* _WHAT YOU ARE ASKED TO DO_: Copy the documentation page on the TaskPipe scraping base class below word for word, keeping every line, including the code, in its original order.

* _SOURCE DOCUMENT_:
——————
NAME
TaskPipe::Task_Scrape - Base TaskPipe class for scraping a webpage
DESCRIPTION
This is the standard building block for creating a webpage-scraping task. To do this inherit from Task::Scrape using the following package format:
package TaskPipe::Task_Scrape_MyScraper;
use Moose;
use Web::Scraper;
extends 'TaskPipe::Task_Scrape';
has test_pinterp => (is => 'ro', isa => 'ArrayRef[HashRef], default => sub{[
{
url => 'https://www.example.com/some-test-url',
headers => {
Referer => 'https://www.example.com/some-referer-url'
}
}
]});
has ws => (is => 'ro', isa => 'Web::Scraper', default => sub{
scraper {
process 'div.some-class', 'results' => 'TEXT';
result 'results'
}
});
sub post_process { # may or may not be necessary, depending
# on what is returned by ws
my ($self,$results) = @_;
# do something with the results returned from the web scraper
return $results;
}
test_pinterp
allows you to specify test data which you can run the task against by typing
taskpipe test task --name=Scrape_MyScraper
at the command line.
It is assumed you want to use a Web::Scraper to scrape your page. If this is the case, just define a ws
attribute as above. See the Web::Scraper manpage for more information on how to define a Web::Scraper.
Your task needs to return an arrayref of results (each result being a hashref). It's great if you can get ws
to return this directly. Sometimes it is not possible to persuade your Web::Scraper to return results in this format. To make format corrections (remove records from the data etc) you can include a post_process
subroutine. post_process
receives the output from ws. Do what is needed, and make sure you return your results
arrayref at the end.
AUTHOR
Tom Gracey <tomgracey@gmail.com>
COPYRIGHT AND LICENSE
Copyright (c) Tom Gracey 2018
TaskPipe is free software, licensed under
The GNU Public License Version 3
——————
* _SUPPLIED INFORMATION_:
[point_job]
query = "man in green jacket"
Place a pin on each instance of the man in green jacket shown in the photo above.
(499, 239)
——————
* _RESULT_:
NAME
TaskPipe::Task_Scrape - Base TaskPipe class for scraping a webpage
DESCRIPTION
This is the standard building block for creating a webpage-scraping task. To do this inherit from Task::Scrape using the following package format:
package TaskPipe::Task_Scrape_MyScraper;
use Moose;
use Web::Scraper;
extends 'TaskPipe::Task_Scrape';
has test_pinterp => (is => 'ro', isa => 'ArrayRef[HashRef], default => sub{[
{
url => 'https://www.example.com/some-test-url',
headers => {
Referer => 'https://www.example.com/some-referer-url'
}
}
]});
has ws => (is => 'ro', isa => 'Web::Scraper', default => sub{
scraper {
process 'div.some-class', 'results' => 'TEXT';
result 'results'
}
});
sub post_process { # may or may not be necessary, depending
# on what is returned by ws
my ($self,$results) = @_;
# do something with the results returned from the web scraper
return $results;
}
test_pinterp
allows you to specify test data which you can run the task against by typing
taskpipe test task --name=Scrape_MyScraper
at the command line.
It is assumed you want to use a Web::Scraper to scrape your page. If this is the case, just define a ws
attribute as above. See the Web::Scraper manpage for more information on how to define a Web::Scraper.
Your task needs to return an arrayref of results (each result being a hashref). It's great if you can get ws
to return this directly. Sometimes it is not possible to persuade your Web::Scraper to return results in this format. To make format corrections (remove records from the data etc) you can include a post_process
subroutine. post_process
receives the output from ws. Do what is needed, and make sure you return your results
arrayref at the end.
AUTHOR
Tom Gracey <tomgracey@gmail.com>
COPYRIGHT AND LICENSE
Copyright (c) Tom Gracey 2018
TaskPipe is free software, licensed under
The GNU Public License Version 3